WRITTEN REQUEST:
Copy the entries word for word, starting at the line that contains "Each instance of the faucet" and continuing through the last line of the entries, with both ends included.

DATASET EXTRACT:
#####
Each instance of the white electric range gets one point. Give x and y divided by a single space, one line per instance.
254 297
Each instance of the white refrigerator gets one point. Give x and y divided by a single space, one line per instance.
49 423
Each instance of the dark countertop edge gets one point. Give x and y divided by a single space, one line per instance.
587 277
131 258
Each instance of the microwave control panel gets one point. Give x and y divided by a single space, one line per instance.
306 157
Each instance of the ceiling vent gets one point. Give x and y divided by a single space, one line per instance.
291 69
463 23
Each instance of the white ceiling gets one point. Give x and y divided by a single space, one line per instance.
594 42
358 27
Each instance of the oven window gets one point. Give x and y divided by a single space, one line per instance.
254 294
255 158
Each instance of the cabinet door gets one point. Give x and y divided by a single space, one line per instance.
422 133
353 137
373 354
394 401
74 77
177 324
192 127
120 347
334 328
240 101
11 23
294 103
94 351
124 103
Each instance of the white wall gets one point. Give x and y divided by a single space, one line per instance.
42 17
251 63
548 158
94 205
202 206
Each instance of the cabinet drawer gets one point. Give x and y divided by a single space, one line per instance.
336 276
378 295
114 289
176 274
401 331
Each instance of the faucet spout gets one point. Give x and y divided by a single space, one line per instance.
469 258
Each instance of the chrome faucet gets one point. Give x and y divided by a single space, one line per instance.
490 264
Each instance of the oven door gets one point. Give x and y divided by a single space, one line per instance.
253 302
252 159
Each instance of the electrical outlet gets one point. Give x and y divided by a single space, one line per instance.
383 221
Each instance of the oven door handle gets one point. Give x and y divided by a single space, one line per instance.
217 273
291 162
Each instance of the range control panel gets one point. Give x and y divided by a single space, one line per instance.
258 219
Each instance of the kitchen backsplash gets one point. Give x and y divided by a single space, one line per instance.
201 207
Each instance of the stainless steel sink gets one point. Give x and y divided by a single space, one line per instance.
#####
EXERCISE RESULT:
Each instance of the faucet spout gets one point. Give x and y divided by a single space, one line per instance.
469 258
Each instance of the chrome faucet gets one point. Give x and y divided by a single space, one line per instance.
490 264
Each instance of the oven door gets one point. Give x and y divided by a single space, one line per instance.
253 302
252 159
Each instance of the electrical outlet gets one point. Give x and y divided by a single space, one line per instance.
383 221
Each instance of the oven door handle gets one point. Give x and y divided by a single space, one line per instance.
217 273
291 162
Each instance of the range control panel gets one point. Give x and y divided by a single space, one line per instance.
258 219
Each instance of the kitchen backsplash gets one point. Give x and y divided by a single space, one line per instance.
201 207
Each instance of the stainless steel sink gets one point. Give x and y divided by a single space, one line per instance.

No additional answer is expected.